Goal. Which lines in the records below contain the word "feather", with case counting? Report each such line in full.

Given data.
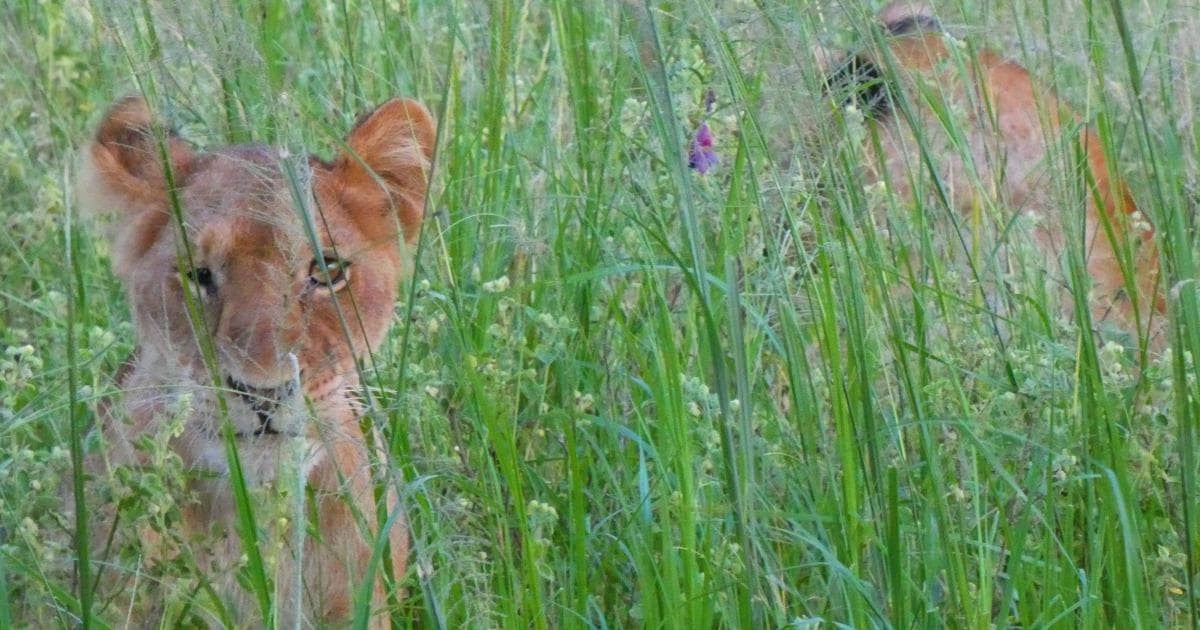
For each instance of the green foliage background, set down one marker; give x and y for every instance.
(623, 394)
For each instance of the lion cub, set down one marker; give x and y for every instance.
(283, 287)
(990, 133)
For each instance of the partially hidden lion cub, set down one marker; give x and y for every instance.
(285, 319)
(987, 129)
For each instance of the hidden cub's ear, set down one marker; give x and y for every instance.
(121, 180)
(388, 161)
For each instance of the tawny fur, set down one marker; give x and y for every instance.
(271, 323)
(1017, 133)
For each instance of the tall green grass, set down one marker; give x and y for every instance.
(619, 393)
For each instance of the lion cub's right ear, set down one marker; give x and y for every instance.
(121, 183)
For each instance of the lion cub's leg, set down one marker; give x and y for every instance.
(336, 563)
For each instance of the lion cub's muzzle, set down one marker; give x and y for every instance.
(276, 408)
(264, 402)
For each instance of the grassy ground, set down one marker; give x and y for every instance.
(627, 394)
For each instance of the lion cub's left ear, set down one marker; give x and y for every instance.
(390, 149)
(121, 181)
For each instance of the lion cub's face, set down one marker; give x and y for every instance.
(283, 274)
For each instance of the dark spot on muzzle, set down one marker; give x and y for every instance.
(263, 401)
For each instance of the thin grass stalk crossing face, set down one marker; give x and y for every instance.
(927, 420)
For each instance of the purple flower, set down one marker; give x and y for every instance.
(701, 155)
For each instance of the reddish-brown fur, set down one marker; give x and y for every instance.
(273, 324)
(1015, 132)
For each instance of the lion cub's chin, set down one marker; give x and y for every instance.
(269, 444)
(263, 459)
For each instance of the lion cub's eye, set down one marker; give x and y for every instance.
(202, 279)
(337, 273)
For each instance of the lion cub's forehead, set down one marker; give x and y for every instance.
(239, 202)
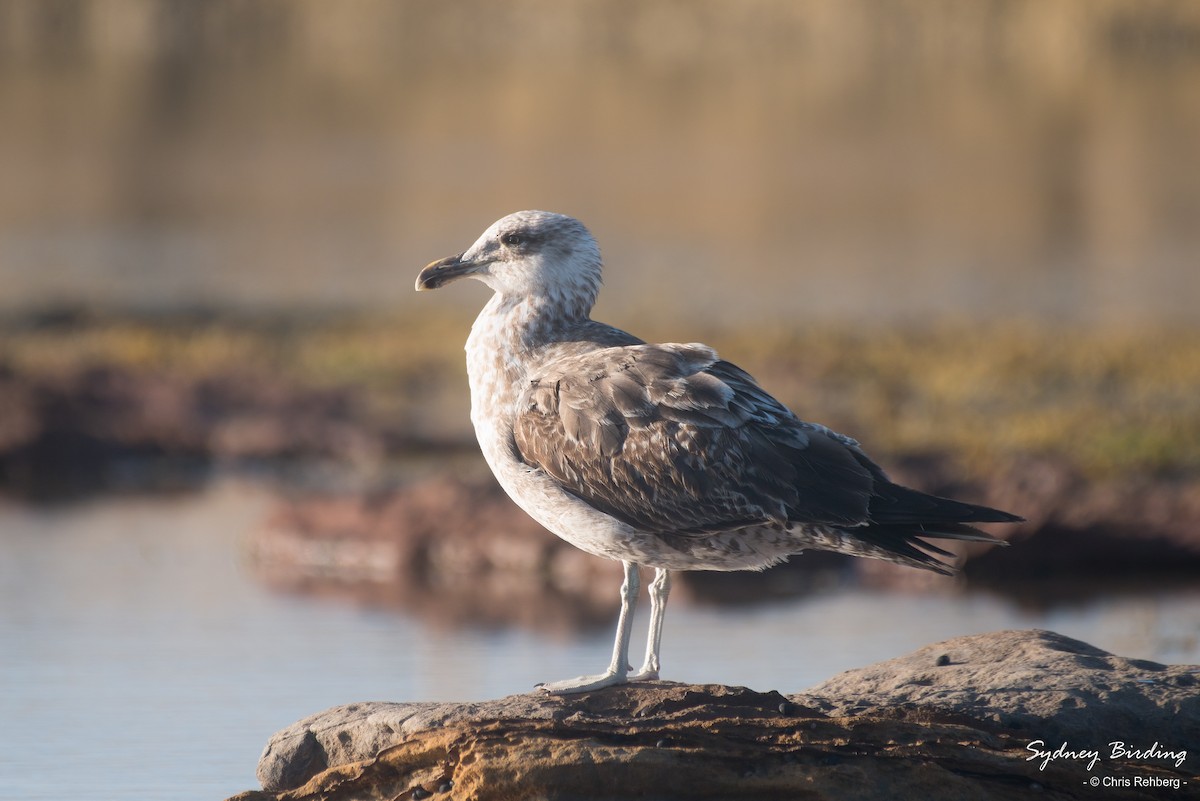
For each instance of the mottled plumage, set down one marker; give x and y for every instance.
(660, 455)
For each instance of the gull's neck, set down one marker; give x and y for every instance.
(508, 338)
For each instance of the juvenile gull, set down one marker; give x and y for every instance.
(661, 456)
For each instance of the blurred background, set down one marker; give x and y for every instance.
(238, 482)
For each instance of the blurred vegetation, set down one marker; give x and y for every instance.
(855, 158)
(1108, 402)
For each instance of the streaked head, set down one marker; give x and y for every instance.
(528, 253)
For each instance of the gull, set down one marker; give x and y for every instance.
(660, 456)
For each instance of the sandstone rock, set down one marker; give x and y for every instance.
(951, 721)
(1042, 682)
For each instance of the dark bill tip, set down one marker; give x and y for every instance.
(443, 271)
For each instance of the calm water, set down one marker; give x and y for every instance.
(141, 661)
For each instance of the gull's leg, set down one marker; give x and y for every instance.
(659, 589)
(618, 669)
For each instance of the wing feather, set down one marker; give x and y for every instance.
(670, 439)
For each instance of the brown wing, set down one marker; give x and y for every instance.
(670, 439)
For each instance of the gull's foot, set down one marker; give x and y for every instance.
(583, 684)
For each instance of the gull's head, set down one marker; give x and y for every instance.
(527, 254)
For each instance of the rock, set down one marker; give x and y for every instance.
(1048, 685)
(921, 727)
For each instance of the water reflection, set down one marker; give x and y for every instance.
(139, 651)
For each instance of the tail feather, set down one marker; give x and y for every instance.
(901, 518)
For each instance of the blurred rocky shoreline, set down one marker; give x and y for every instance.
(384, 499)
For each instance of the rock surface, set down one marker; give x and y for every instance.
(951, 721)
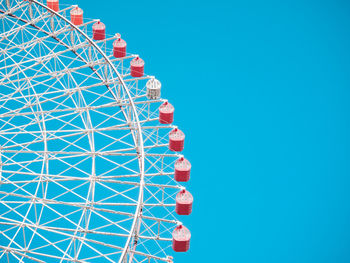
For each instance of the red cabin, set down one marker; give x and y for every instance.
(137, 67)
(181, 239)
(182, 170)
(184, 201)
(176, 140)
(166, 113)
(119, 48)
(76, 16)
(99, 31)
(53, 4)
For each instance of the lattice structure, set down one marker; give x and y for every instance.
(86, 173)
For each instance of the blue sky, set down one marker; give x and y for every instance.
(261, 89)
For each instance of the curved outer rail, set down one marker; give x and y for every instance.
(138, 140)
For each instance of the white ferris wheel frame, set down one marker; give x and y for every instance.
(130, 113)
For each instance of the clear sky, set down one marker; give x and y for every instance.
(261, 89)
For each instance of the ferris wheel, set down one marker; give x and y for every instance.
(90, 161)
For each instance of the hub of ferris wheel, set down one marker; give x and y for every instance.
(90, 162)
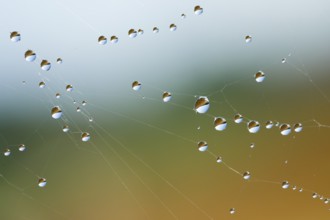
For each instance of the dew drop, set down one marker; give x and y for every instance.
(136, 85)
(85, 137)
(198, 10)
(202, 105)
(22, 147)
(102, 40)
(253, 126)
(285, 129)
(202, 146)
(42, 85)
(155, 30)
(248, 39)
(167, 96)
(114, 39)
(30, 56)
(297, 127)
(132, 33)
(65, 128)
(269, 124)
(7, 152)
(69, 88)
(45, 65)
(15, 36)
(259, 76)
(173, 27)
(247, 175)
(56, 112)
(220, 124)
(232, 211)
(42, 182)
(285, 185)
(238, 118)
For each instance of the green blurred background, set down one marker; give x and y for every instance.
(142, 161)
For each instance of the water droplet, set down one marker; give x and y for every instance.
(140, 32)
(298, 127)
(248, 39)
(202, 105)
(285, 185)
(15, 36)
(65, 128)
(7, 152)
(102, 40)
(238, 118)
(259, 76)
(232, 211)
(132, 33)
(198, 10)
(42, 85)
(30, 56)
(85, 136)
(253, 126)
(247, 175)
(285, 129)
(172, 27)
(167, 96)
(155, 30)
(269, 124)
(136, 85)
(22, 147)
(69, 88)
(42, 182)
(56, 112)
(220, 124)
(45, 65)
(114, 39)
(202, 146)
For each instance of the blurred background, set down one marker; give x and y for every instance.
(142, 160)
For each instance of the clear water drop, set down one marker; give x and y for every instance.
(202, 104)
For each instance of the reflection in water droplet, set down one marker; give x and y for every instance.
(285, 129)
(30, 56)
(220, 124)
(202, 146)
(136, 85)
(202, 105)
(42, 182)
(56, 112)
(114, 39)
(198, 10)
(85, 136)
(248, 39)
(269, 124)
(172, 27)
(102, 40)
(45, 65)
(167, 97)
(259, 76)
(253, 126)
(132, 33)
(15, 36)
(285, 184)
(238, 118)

==

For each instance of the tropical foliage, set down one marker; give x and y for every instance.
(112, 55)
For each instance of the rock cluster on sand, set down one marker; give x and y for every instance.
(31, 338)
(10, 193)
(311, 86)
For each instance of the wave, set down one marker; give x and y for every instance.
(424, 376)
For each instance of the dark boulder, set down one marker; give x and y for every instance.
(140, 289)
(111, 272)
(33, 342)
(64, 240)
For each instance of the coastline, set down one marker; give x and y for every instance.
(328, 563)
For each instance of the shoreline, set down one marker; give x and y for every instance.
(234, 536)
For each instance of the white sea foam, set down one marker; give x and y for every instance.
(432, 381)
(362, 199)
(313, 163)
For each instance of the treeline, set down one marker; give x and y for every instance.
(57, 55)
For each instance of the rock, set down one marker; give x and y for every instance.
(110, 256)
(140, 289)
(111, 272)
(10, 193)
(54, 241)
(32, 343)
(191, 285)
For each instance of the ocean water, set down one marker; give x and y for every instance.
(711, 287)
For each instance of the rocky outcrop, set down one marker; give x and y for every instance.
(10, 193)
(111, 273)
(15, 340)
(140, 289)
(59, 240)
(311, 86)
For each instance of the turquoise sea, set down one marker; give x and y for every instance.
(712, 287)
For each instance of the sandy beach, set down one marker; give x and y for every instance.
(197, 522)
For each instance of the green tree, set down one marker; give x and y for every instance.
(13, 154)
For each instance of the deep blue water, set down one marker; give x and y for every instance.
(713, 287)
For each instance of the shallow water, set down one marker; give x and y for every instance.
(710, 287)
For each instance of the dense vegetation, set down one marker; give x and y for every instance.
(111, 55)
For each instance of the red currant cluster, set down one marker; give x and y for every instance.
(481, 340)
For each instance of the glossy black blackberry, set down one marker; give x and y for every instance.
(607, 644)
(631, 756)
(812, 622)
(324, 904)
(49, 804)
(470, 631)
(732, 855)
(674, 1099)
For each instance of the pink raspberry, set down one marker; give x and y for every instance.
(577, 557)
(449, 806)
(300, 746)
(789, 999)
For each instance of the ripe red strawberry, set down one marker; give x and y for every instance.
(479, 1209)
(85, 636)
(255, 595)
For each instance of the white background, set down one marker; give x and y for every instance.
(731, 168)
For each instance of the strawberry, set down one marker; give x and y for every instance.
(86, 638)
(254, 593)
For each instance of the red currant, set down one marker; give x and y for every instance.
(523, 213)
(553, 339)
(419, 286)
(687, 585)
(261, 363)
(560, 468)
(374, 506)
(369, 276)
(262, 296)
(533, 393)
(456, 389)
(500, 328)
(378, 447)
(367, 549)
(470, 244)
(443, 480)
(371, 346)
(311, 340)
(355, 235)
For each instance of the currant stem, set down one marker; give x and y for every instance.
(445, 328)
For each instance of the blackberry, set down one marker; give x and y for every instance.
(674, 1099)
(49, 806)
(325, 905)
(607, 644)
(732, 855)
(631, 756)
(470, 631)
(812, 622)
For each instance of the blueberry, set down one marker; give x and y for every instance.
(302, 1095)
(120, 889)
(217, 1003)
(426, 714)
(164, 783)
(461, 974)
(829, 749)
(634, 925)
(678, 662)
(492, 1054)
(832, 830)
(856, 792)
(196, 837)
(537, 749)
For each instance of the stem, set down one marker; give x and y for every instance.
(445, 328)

Result of this exercise.
For each instance of the wing feather, set down one marker; give x and y for every instance.
For each instance of the tail feather, set down one marker; give x and y for every instance.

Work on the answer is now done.